-- Opening Marker --

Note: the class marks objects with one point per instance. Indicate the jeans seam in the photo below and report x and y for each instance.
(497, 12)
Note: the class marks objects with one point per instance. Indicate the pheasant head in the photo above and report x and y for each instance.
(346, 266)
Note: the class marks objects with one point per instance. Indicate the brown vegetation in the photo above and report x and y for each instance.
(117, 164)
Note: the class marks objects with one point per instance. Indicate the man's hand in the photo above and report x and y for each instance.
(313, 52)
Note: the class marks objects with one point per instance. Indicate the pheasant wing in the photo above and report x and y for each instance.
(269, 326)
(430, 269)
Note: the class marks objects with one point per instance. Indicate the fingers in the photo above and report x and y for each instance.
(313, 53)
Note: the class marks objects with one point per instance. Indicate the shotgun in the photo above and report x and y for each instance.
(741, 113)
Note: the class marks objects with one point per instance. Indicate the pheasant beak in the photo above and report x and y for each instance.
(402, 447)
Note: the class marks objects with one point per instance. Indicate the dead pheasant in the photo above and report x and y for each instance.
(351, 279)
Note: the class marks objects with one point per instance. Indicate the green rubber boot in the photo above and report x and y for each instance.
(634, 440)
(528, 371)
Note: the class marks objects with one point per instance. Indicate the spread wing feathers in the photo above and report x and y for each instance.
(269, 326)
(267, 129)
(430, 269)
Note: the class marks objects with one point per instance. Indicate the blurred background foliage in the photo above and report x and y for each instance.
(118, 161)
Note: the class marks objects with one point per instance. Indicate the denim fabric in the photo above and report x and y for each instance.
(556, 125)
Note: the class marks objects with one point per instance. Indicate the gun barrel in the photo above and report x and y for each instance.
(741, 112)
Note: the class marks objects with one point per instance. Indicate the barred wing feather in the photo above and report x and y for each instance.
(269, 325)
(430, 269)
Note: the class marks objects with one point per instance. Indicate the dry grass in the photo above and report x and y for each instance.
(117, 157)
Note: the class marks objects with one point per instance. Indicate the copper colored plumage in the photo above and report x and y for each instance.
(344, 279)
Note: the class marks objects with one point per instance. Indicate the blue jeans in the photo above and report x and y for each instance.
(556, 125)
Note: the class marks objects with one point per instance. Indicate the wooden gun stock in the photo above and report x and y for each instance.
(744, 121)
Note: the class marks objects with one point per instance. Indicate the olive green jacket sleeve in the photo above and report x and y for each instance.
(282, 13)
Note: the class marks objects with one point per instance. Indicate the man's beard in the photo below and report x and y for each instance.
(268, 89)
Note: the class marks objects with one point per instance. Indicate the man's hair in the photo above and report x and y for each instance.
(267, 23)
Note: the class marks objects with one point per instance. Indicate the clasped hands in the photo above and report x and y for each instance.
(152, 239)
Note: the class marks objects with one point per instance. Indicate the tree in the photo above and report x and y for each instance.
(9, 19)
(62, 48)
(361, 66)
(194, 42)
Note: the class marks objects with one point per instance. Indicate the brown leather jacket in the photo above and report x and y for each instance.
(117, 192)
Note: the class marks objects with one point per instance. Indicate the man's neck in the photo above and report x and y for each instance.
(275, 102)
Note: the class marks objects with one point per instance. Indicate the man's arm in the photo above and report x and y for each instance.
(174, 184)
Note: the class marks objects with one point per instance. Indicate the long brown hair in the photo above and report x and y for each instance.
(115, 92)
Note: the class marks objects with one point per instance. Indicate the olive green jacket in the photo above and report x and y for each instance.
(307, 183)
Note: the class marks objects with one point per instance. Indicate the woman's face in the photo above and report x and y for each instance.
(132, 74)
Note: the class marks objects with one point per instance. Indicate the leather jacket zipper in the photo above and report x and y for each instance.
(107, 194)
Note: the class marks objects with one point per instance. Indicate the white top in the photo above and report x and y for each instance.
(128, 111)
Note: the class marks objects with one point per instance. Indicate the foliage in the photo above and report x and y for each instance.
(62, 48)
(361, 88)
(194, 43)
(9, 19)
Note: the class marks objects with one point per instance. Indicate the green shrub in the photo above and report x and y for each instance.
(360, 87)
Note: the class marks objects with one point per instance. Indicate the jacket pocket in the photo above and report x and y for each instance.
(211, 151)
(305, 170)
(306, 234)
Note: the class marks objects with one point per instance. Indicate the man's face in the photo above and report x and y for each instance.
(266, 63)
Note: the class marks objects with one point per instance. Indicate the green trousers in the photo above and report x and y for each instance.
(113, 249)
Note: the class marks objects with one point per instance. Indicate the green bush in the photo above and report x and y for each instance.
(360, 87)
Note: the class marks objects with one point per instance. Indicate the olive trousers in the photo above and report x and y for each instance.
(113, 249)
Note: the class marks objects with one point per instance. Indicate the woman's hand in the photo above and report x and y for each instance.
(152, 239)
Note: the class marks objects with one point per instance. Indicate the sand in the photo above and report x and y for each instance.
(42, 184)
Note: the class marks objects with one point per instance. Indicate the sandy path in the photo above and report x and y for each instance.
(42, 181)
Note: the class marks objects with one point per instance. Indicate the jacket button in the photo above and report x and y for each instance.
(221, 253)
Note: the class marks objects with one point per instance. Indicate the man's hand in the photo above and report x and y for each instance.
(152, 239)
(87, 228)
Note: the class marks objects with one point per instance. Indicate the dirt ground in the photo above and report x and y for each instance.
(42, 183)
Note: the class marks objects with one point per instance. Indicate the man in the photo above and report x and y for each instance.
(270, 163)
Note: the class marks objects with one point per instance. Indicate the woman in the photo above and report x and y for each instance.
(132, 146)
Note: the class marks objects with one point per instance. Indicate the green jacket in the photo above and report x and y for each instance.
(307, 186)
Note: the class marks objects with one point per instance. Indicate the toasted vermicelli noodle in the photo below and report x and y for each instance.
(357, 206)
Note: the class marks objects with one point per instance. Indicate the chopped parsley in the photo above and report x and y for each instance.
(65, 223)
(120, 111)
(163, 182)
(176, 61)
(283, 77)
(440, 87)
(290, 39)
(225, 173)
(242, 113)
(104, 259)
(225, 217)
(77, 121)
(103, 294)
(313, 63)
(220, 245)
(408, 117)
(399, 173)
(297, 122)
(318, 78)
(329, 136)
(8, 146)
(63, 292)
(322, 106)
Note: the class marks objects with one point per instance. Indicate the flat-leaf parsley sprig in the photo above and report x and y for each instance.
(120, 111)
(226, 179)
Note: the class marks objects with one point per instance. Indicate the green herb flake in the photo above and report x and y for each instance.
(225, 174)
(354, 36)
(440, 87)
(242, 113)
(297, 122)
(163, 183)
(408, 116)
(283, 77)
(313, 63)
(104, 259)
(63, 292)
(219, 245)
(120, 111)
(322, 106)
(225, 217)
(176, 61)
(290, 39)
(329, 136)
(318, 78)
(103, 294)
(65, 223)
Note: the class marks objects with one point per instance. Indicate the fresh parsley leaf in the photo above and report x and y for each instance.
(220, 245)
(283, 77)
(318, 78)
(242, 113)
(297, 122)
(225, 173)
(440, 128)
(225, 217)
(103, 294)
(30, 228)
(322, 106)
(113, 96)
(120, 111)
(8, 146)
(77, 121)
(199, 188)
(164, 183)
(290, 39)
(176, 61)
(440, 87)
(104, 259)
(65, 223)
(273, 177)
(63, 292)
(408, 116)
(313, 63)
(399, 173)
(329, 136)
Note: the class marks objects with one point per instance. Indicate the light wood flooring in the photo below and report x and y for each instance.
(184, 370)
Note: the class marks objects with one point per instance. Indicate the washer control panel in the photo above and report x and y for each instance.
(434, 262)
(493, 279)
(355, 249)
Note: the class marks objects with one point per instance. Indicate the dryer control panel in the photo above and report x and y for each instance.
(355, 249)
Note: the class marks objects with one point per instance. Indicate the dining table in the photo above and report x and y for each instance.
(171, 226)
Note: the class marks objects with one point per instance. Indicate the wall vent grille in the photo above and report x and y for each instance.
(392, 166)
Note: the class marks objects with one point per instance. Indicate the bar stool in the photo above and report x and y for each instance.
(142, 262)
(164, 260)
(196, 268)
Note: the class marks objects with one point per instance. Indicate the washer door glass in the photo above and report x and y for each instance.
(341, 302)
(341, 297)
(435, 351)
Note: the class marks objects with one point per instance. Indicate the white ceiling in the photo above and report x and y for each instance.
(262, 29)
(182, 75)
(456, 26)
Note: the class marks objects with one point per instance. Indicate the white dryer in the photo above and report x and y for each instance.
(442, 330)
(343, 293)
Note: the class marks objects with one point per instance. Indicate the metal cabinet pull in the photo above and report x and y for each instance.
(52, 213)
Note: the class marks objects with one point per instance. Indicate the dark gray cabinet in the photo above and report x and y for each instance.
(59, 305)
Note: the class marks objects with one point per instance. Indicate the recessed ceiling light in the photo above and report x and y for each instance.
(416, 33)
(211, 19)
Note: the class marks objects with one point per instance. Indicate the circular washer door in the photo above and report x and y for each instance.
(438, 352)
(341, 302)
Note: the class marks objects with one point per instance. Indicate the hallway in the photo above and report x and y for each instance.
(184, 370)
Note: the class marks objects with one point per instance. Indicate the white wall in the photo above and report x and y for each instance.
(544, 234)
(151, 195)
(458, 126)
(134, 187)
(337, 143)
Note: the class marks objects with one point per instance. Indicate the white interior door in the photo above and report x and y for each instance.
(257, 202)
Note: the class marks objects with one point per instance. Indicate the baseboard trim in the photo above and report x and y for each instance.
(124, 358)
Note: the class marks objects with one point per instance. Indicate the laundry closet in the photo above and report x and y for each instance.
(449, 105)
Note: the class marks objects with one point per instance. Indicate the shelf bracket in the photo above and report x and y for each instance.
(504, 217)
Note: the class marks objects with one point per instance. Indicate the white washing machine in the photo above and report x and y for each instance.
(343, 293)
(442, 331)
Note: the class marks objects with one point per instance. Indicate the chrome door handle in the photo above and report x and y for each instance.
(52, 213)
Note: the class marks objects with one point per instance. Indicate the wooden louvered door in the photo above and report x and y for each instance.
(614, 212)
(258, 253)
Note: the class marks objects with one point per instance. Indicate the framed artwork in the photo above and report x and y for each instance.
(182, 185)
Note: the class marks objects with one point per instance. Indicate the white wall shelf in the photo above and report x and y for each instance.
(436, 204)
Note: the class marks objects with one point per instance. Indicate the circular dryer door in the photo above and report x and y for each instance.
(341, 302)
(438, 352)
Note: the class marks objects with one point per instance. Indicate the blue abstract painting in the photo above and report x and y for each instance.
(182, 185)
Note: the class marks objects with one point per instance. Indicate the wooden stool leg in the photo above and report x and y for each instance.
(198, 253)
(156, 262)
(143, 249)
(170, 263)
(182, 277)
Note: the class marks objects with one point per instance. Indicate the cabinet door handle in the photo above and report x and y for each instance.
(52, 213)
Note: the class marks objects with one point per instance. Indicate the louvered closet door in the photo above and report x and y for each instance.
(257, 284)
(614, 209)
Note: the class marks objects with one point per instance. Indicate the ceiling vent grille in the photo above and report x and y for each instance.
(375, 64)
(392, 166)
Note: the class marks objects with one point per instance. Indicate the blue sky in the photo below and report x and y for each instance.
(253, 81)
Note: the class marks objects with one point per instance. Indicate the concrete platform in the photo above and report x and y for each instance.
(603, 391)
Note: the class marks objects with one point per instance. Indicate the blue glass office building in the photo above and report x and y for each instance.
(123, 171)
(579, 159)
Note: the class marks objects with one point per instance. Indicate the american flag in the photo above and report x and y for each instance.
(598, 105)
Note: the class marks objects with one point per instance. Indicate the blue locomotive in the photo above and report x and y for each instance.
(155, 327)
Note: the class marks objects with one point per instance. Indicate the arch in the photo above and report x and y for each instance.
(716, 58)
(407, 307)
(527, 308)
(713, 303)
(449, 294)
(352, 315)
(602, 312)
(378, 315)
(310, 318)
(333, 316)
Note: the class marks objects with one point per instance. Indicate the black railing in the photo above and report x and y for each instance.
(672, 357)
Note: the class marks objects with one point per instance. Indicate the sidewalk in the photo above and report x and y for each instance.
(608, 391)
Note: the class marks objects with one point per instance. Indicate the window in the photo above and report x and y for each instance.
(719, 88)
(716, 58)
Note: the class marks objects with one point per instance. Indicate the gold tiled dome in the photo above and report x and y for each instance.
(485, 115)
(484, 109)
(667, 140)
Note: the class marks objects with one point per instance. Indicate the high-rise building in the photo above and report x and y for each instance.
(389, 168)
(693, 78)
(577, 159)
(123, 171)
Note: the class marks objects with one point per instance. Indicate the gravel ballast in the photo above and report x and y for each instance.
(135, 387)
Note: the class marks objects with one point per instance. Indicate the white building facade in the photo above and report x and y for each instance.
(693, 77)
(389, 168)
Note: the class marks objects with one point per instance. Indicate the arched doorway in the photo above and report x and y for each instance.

-- Closing Marker --

Your goal: What is needed is an exact copy of the lines from the one containing "Indicate the gold" to the end of the data; please add nothing else.

Solution to the exercise:
Note: the class marks objects with one point per instance. Indicate the gold tiled dome in the photo above and report x and y for each instance.
(485, 115)
(484, 109)
(667, 140)
Note: the class marks objects with one point per instance. Indicate the high-rise building in the photo above and report x and y for each instance.
(389, 168)
(693, 78)
(577, 159)
(123, 171)
Note: the class marks objects with one point per instance. Indicate the gravel ballast in the photo above and report x and y for each instance.
(135, 387)
Note: the class marks objects with one point per instance. Indicate the white building facade in the photo above and report x and y for each instance.
(693, 77)
(389, 168)
Note: the class marks objects with one point per instance. Indicate the arched doorway in the photo above and report x and y for each instance.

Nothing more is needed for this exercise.